_Text shown_.

------------------------

Background
Following useful discussions, and help that I received from the SO colleagues with respect to:
- the efficient use of the
cut2
function in the Hmisc package, - ordering messy string vectors,
- creating pretty breaks
- and handling formatting
I have combined a convenience function. That takes a numeric vector and generates factored vector pertaining to groups.
Function
The body of the function is given below.
nice.cuts <- function(variable, cuts = 10, thousands.separator = FALSE) {
# Load required packages (useful when used independently of context)
Vectorize(require)(package = c("gsubfn", "Hmisc", "scales"),
character.only = TRUE)
# Destring this variable
destring <- function(x) {
## convert factor to strings
if (is.character(x)) {
as.numeric(x)
} else if (is.factor(x)) {
as.numeric(levels(x))[x]
} else if (is.numeric(x)) {
x
} else {
stop("could not convert to numeric")
}
}
# Apply function
variable <- destring(variable)
# Check whether to disable scientific notation
if (mean(variable) > 100000) {
options(scipen = 999)
} else {
options(scipen = 0)
}
# Create pretty breaks
cut_breaks <- pretty_breaks(n = cuts)(variable)
# Round it two decimal places
variable <- round(variable, digits = 2)
# Develop cuts according to the provided object
cuts_variable <- cut2(x = variable, cuts = cut_breaks)
# Check if variable is total or with decimals
if (all(cut_breaks %% 1 == 0)) {
# Variable is integer
clean_cuts <- gsubfn('\\[\\s*(\\d+),\\s*(\\d+)[^0-9]+',
~paste0(x, '-',as.numeric(y)-1),
as.character(cuts_variable))
} else {
# Variable is not integer
# Create clean cuts
clean_cuts <- gsubfn('\\[\\s*([0-9]+\\.*[0-9]*),\\s*(\\d+\\.\\d+).*',
~paste0(x, '-', as.numeric(y)- 0.01),
as.character(cuts_variable))
}
# Clean Inf
clean_cuts <- gsub("Inf", max(variable), clean_cuts)
# Clean punctuation
clean_cuts <- sub("\\[(.*), (.*)\\]", "\\1 - \\2", clean_cuts)
# Replace strings with spaces
clean_cuts <- gsub("-"," - ",clean_cuts, fixed = TRUE)
# Trim white spaces
clean_cuts <- trimws(clean_cuts)
# Order factor before returning
clean_cuts <- factor(clean_cuts, levels = unique(clean_cuts[order(variable)]))
if (thousands.separator == TRUE) {
levels(clean_cuts) <- sapply(strsplit(levels(clean_cuts), " - "),
function(x) paste(prettyNum(x,
big.mark = ",",
preserve.width = "none"),
collapse = " - "))
}
# Return
return(clean_cuts)

------------------------

_Assigned task A_. Sum up the post about the nice.cuts function in two sentences.
_Assigned task B_. Write out the part of the nice.cuts post starting with "# Check whether" and going on through "pretty_breaks(n = cuts)(variable)".

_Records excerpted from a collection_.
------------------------

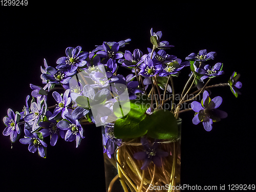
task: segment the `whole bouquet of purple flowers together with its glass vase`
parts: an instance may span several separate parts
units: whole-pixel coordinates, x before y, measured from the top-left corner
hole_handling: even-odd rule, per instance
[[[83,129],[95,123],[102,127],[107,191],[179,191],[180,114],[194,111],[191,122],[202,122],[211,131],[212,124],[227,113],[218,109],[222,97],[211,99],[207,90],[227,86],[238,97],[242,83],[240,74],[233,72],[226,83],[208,85],[224,74],[223,63],[207,63],[216,52],[200,50],[182,61],[166,53],[174,46],[161,37],[161,31],[151,29],[153,47],[146,54],[139,49],[121,52],[131,41],[126,39],[103,42],[91,52],[68,47],[56,67],[44,60],[41,79],[45,86],[30,84],[33,91],[24,109],[15,113],[8,109],[3,134],[11,142],[23,135],[19,142],[46,158],[49,143],[45,137],[50,136],[51,146],[61,137],[78,147]],[[183,68],[190,68],[190,73],[177,91],[174,81]],[[52,101],[55,104],[49,106]],[[108,175],[108,169],[114,176]],[[122,189],[115,189],[116,185]]]

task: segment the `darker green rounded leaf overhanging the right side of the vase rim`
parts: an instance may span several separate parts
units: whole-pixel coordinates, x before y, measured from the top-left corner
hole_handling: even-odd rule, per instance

------------------------

_Task response A_. Drawing on help from SO colleagues with using cut2 in the Hmisc package, ordering messy string vectors, creating pretty breaks and handling formatting, the author combined these into a convenience function that takes a numeric vector and generates a factored vector pertaining to groups. The function converts the input to numeric, creates pretty breaks, cuts the variable with cut2, cleans up the resulting labels, orders the factor, and can optionally apply a thousands separator before returning the result.

_Task response B_.
# Check whether to disable scientific notation
if (mean(variable) > 100000) {
options(scipen = 999)
} else {
options(scipen = 0)
}
# Create pretty breaks
cut_breaks <- pretty_breaks(n = cuts)(variable)